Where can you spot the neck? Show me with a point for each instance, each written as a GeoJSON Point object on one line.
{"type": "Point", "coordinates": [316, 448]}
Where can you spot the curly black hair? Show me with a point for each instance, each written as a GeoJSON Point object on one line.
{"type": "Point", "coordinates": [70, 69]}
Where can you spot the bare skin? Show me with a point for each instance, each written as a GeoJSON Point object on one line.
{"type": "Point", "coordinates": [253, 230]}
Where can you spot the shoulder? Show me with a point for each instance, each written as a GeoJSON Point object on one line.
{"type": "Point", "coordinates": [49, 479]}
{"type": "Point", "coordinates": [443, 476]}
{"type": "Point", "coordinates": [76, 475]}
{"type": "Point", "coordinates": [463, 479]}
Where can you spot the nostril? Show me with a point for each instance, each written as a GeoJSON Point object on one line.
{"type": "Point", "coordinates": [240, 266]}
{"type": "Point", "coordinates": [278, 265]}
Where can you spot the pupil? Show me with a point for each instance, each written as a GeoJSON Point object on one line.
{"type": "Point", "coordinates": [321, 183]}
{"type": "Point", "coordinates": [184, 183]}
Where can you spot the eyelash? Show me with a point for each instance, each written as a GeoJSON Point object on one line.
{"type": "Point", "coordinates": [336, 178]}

════════

## Task directions
In your answer, repeat each line of the material word for word.

## Solution
Where can you spot the neck? Show me with a point for each instance, each written as a GeoJSON Point object on one line.
{"type": "Point", "coordinates": [316, 448]}
Where can you spot the curly black hair? Show me with a point for each instance, each written as a GeoJSON Point object on one line.
{"type": "Point", "coordinates": [70, 69]}
Where can you spot the bare skin? Show me with a point for each instance, each written as a GeoJSON Point object on one line.
{"type": "Point", "coordinates": [253, 230]}
Where can you spot the shoulder? Show me with a point for each instance, each written as a GeoJSON Point object on one line.
{"type": "Point", "coordinates": [49, 479]}
{"type": "Point", "coordinates": [443, 476]}
{"type": "Point", "coordinates": [76, 475]}
{"type": "Point", "coordinates": [463, 479]}
Where can you spot the nostril? Show me with a point for each instance, each written as a GeoJSON Point object on one line.
{"type": "Point", "coordinates": [240, 266]}
{"type": "Point", "coordinates": [278, 265]}
Where can you spot the pupil? Show me with a point for each instance, each written as a GeoJSON Point object on one line.
{"type": "Point", "coordinates": [321, 183]}
{"type": "Point", "coordinates": [184, 183]}
Where can you spot the eyelash? Show me with a point for each instance, each written as a GeoJSON Point object on one line.
{"type": "Point", "coordinates": [336, 178]}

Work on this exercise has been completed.